# Text to read
····················
Dataset Tracking With DVC: A Practical Guide for MLOps

Efficiently Managing Machine Learning Datasets Using DVC and S3-Compatible Storage

In the rapidly evolving field of machine learning, managing and tracking datasets is crucial for reproducibility, collaboration, and efficient workflow. Data Version Control (DVC) has emerged as a powerful tool in the MLOps toolkit, allowing data scientists and ML engineers to version their datasets alongside their code. This blog post will guide you through setting up DVC with a DigitalOcean Spaces backend, an S3-compatible storage solution, to track your datasets effectively.

Why Dataset Tracking Matters

Before we dive into the setup, let’s briefly discuss why dataset tracking is essential in machine learning workflows:

  1. Reproducibility: Ensures that experiments can be replicated with the exact same data.
  2. Collaboration: Enables team members to share and sync datasets effortlessly.
  3. Versioning: Allows tracking of data changes over time, similar to code versioning.
  4. Storage Efficiency: Stores only the changes, not duplicate copies of entire datasets.
  5. Integration: Seamlessly integrates with existing Git workflows for code.

Now, let’s get started with setting up DVC in your project.
····················
# Data records
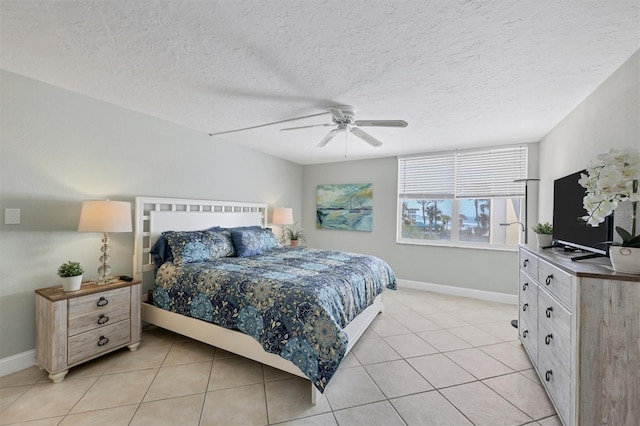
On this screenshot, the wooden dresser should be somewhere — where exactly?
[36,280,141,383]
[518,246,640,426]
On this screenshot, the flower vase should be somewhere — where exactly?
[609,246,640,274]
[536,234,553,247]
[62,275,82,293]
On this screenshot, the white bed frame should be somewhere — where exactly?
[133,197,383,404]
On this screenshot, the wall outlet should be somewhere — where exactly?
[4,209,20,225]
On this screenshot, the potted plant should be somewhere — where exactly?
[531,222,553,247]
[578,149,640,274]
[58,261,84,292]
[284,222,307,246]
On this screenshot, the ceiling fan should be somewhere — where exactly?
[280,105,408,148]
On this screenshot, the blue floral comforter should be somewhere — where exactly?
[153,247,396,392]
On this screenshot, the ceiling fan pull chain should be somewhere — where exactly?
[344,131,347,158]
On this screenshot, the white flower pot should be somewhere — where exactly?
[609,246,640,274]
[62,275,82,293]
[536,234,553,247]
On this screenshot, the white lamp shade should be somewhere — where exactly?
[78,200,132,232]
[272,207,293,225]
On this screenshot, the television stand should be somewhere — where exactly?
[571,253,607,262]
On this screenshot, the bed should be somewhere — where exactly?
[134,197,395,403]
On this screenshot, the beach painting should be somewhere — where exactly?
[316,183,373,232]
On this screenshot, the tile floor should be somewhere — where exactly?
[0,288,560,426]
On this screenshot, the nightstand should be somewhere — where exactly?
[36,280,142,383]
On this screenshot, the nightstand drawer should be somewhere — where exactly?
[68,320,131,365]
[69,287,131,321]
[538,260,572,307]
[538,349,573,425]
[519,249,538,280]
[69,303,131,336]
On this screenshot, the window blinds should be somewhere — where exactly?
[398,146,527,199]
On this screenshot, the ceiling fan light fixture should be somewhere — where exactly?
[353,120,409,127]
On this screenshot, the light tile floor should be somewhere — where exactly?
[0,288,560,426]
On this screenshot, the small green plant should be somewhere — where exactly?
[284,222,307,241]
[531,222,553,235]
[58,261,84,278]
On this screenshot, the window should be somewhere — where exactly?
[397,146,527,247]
····················
# What this task involves
Continue the DVC dataset-tracking guide from its last sentence. The records have no connection to the DVC guide.

# Exercise result
Setup DVC

Step 1: Initialize DVC

Before you start, make sure you have DVC installed:

pip install dvc dvc-s3

Begin by initializing DVC in your project root:

dvc init

This command creates a .dvc directory to store DVC-specific files and configurations.

Step 2: Configure the Remote Storage

Next, we’ll configure DVC to use DigitalOcean Spaces as our remote storage. Add the following to the .dvc/config file:

[core]
 analytics = false
 remote = mapllm
['remote "mapllm"']
 url = s3://mapllm/data
 endpointurl = https://ams3.digitaloceanspaces.com
 profile = mapllm

This configuration tells DVC:

  • To use a remote named “mapllm”
  • The S3 bucket URL where data will be stored
  • The endpoint URL for DigitalOcean Spaces
  • The AWS credential profile to use

Step 3: Set Up Credentials

For security, we’ll store our DigitalOcean Spaces credentials in the AWS credentials file. Add the following to your ~/.aws/credentials file:

[mapllm]
aws_access_key_id = YOUR_ACCESS_KEY_ID
aws_secret_access_key = YOUR_SECRET_ACCESS_KEY

Replace YOUR_ACCESS_KEY_ID and YOUR_SECRET_ACCESS_KEY with your actual DigitalOcean Spaces credentials.

Note: Keep these credentials secure and never commit them to your repository.

Tracking Data with DVC

Now that we’ve set up DVC and configured our remote storage, let’s start tracking some data.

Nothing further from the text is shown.